** start of DATA RECORDS **
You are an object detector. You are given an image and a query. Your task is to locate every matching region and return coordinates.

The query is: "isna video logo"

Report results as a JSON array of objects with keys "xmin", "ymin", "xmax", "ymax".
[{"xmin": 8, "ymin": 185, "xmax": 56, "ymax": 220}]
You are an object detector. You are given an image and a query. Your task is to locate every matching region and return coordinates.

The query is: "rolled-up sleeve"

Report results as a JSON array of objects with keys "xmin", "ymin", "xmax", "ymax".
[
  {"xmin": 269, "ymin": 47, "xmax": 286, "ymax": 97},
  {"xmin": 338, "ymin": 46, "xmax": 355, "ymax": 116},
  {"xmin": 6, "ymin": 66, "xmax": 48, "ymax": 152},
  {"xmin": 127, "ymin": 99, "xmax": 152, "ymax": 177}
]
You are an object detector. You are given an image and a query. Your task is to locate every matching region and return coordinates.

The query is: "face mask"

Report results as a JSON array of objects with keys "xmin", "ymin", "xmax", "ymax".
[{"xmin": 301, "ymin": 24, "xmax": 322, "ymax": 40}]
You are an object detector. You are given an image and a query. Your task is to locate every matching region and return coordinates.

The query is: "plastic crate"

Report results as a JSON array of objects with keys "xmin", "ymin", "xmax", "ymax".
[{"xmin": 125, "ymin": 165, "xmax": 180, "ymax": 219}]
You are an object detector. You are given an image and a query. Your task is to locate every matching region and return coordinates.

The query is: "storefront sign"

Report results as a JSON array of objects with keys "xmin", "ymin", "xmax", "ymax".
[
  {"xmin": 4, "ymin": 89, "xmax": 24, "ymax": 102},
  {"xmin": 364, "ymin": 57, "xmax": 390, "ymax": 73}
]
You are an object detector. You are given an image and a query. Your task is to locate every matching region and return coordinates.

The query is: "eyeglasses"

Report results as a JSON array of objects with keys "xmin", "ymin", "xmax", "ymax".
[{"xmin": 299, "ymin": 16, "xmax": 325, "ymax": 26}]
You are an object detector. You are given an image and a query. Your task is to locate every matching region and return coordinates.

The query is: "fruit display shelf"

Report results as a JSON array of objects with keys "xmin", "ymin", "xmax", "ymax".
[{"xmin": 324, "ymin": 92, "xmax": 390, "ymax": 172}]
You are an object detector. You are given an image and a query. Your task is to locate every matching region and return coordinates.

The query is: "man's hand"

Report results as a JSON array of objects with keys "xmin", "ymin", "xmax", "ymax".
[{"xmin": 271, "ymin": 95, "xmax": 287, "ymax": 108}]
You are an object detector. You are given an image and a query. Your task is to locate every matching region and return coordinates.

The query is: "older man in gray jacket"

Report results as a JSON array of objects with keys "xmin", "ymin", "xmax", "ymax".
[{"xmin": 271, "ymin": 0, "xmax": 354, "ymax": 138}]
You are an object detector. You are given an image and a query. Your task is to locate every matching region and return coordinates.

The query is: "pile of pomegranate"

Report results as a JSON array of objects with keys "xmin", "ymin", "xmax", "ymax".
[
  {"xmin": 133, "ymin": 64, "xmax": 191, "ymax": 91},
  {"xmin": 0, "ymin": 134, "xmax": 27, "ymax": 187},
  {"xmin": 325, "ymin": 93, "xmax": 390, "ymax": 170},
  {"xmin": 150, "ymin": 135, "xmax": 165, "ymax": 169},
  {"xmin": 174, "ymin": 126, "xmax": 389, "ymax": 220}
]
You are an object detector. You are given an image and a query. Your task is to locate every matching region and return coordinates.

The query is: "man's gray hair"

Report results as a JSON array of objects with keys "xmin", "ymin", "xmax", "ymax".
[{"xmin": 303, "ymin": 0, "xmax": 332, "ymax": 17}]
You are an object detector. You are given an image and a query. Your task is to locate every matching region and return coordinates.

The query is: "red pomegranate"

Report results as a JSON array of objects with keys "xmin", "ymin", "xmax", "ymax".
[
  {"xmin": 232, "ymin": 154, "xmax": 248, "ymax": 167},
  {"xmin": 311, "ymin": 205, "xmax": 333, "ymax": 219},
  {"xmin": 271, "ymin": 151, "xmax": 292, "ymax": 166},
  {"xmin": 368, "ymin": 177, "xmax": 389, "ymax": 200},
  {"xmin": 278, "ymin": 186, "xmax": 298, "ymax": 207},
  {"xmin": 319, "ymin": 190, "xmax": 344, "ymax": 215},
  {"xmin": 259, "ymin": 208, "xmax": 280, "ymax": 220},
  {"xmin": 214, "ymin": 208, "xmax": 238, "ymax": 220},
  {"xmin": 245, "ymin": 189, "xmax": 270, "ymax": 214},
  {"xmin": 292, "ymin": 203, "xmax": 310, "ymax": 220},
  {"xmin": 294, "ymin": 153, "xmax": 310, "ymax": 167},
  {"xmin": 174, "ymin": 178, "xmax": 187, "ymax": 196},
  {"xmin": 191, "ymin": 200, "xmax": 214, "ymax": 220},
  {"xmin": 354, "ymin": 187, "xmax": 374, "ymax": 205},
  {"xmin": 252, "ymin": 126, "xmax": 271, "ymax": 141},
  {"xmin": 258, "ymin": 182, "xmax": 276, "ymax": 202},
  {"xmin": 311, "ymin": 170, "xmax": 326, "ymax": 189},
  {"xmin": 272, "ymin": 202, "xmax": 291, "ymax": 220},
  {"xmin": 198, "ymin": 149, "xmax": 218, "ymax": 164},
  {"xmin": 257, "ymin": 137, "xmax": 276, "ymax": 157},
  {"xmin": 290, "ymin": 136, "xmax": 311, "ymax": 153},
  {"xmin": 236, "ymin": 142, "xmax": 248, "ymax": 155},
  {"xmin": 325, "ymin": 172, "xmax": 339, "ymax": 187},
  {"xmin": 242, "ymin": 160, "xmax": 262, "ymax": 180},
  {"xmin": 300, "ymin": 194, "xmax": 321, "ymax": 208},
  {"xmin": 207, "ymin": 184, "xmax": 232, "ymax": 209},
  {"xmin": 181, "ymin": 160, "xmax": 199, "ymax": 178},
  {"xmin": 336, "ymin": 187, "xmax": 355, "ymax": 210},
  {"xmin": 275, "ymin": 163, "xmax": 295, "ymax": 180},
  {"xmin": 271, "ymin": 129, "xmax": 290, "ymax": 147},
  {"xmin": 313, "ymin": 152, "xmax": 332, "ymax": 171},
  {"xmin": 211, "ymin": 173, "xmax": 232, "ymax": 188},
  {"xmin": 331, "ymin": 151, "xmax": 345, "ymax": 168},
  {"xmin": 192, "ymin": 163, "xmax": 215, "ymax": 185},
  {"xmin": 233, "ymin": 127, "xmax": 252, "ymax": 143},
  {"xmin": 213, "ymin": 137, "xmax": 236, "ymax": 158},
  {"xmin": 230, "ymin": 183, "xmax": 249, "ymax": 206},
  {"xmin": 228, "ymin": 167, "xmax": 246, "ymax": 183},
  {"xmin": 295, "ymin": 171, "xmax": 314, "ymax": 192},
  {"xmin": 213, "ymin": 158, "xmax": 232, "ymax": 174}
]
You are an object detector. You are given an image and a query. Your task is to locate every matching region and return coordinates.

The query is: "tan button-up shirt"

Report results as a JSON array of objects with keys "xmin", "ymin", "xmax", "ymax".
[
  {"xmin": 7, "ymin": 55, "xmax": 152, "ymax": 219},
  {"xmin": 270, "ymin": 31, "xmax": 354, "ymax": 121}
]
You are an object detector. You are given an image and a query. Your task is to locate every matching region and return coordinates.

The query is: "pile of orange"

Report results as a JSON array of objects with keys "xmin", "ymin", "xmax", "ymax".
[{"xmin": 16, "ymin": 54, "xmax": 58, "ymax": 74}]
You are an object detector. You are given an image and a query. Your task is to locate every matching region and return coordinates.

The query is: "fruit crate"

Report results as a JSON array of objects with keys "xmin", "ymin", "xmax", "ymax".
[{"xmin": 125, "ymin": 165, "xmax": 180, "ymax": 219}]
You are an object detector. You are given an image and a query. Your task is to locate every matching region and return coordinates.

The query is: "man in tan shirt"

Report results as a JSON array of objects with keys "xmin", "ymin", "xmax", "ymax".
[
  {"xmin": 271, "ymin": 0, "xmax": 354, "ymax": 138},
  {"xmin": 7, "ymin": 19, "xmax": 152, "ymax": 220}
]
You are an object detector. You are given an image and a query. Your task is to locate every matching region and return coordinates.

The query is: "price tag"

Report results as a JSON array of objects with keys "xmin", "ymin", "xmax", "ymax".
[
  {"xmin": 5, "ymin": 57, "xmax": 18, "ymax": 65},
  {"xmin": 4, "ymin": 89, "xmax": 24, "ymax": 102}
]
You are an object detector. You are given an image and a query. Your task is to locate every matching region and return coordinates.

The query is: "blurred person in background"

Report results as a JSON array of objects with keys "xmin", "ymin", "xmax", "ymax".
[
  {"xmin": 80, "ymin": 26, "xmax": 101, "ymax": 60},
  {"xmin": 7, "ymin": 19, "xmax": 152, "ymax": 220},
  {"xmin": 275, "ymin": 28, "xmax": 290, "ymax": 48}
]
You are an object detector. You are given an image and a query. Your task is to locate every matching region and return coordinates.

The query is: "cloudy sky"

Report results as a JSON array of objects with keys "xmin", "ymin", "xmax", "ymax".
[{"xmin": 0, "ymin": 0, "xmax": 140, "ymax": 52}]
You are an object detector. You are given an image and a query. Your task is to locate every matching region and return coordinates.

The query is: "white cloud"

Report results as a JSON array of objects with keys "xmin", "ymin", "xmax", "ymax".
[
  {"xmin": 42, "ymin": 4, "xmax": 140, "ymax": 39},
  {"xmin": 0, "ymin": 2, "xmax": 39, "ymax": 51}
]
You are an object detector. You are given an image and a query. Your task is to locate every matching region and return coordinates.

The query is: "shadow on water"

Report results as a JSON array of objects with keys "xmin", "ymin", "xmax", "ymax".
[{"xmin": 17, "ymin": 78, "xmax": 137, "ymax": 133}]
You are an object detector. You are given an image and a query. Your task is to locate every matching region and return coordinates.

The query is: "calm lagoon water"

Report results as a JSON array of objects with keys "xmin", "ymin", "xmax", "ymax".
** end of DATA RECORDS **
PROBLEM TO SOLVE => Count the lines above that contain the string "shirt", with case counting, and give only the number.

RESPONSE TO THE TASK => 2